> SET TASK A: Duplicate the chaos engineering text below in full, word for word.

> EXCERPT:
start

Facilitating the Spread of Knowledge and Innovation in Professional Software Development



Choose your language

InfoQ Homepage Articles Chaos Engineering and Observability with Visual Metaphors

Chaos Engineering and Observability with Visual Metaphors


Key Takeaways

  • For modern software systems, observability is not about mathematical equations. It is about how people interact with and try to understand their complex systems. 
  • Chaos engineering is leveraged by observability since it allows to detect a deviation from the steady-state of a system. Observability is leveraged by chaos engineering since it helps to discover and overcome the weaknesses of a system.
  • Observability feeds on the signals that a system emits and that provide the raw data about the behaviour of the system. However, observability is not only limited by the quality of those signals, but the way in which those signals are visualised and interpreted.
  • Considering that chaos engineering, observability and visualisation involve humans and their individual interpretations, it is a fact that the designers of dashboards can bias those interpretations. In this sense, visual metaphors are not a guarantee that we are interpreting these data in a proper way.
  • Dashboards based on visual metaphors can provide more useful data than classical visualisations. However, both strategies can be easily biassed; for example, in a study, most of the participants noticed that the overall results were biassed by showing bad bar and line charts that did not show the important cutoff points in the plots.

Since leading technology companies such as Netflix, Slack, and Linkedin have adopted the discipline of chaos engineering to withstand unexpected disruptions in production, this discipline has become mainstream in recent times. In this path, Observability has played a critical role, bringing the power of data and monitoring to engineers who now have strategies to know their systems, determine how they will behave when something fails, and add resilience and reliability.

end

> SOURCE RECORDS:
start

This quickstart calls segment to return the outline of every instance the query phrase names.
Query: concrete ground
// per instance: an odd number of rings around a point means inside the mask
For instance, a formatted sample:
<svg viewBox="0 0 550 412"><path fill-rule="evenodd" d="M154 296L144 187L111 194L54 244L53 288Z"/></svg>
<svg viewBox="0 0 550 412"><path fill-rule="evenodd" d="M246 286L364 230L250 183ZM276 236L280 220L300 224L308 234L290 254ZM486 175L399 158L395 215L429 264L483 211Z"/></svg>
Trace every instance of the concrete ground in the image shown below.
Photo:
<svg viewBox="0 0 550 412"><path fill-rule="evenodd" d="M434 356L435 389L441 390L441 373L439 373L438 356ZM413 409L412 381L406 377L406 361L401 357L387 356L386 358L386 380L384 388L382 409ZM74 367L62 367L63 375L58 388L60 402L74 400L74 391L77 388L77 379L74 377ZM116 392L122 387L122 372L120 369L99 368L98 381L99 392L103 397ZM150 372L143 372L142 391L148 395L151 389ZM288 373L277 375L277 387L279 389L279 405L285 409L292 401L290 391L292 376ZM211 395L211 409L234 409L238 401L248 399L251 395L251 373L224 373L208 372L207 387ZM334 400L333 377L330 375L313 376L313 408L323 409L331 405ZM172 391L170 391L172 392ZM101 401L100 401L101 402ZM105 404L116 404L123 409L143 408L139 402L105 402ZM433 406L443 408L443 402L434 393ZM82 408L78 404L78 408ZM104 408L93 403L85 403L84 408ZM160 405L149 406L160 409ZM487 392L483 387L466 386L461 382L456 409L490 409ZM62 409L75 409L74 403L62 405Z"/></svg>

end

> SET TASK B: Please show each line of the entries above that contains the string "evenodd". Case counts.

> EXERCISE RESULT A:
Facilitating the Spread of Knowledge and Innovation in Professional Software Development



Choose your language

InfoQ Homepage Articles Chaos Engineering and Observability with Visual Metaphors

Chaos Engineering and Observability with Visual Metaphors


Key Takeaways

  • For modern software systems, observability is not about mathematical equations. It is about how people interact with and try to understand their complex systems. 
  • Chaos engineering is leveraged by observability since it allows to detect a deviation from the steady-state of a system. Observability is leveraged by chaos engineering since it helps to discover and overcome the weaknesses of a system.
  • Observability feeds on the signals that a system emits and that provide the raw data about the behaviour of the system. However, observability is not only limited by the quality of those signals, but the way in which those signals are visualised and interpreted.
  • Considering that chaos engineering, observability and visualisation involve humans and their individual interpretations, it is a fact that the designers of dashboards can bias those interpretations. In this sense, visual metaphors are not a guarantee that we are interpreting these data in a proper way.
  • Dashboards based on visual metaphors can provide more useful data than classical visualisations. However, both strategies can be easily biassed; for example, in a study, most of the participants noticed that the overall results were biassed by showing bad bar and line charts that did not show the important cutoff points in the plots.

Since leading technology companies such as Netflix, Slack, and Linkedin have adopted the discipline of chaos engineering to withstand unexpected disruptions in production, this discipline has become mainstream in recent times. In this path, Observability has played a critical role, bringing the power of data and monitoring to engineers who now have strategies to know their systems, determine how they will behave when something fails, and add resilience and reliability.

> EXERCISE RESULT B:
<svg viewBox="0 0 550 412"><path fill-rule="evenodd" d="M154 296L144 187L111 194L54 244L53 288Z"/></svg>
<svg viewBox="0 0 550 412"><path fill-rule="evenodd" d="M246 286L364 230L250 183ZM276 236L280 220L300 224L308 234L290 254ZM486 175L399 158L395 215L429 264L483 211Z"/></svg>
<svg viewBox="0 0 550 412"><path fill-rule="evenodd" d="M434 356L435 389L441 390L441 373L439 373L438 356ZM413 409L412 381L406 377L406 361L401 357L387 356L386 358L386 380L384 388L382 409ZM74 367L62 367L63 375L58 388L60 402L74 400L74 391L77 388L77 379L74 377ZM116 392L122 387L122 372L120 369L99 368L98 381L99 392L103 397ZM150 372L143 372L142 391L148 395L151 389ZM288 373L277 375L277 387L279 389L279 405L285 409L292 401L290 391L292 376ZM211 395L211 409L234 409L238 401L248 399L251 395L251 373L224 373L208 372L207 387ZM334 400L333 377L330 375L313 376L313 408L323 409L331 405ZM172 391L170 391L172 392ZM101 401L100 401L101 402ZM105 404L116 404L123 409L143 408L139 402L105 402ZM433 406L443 408L443 402L434 393ZM82 408L78 404L78 408ZM104 408L93 403L85 403L84 408ZM160 405L149 406L160 409ZM487 392L483 387L466 386L461 382L456 409L490 409ZM62 409L75 409L74 403L62 405Z"/></svg>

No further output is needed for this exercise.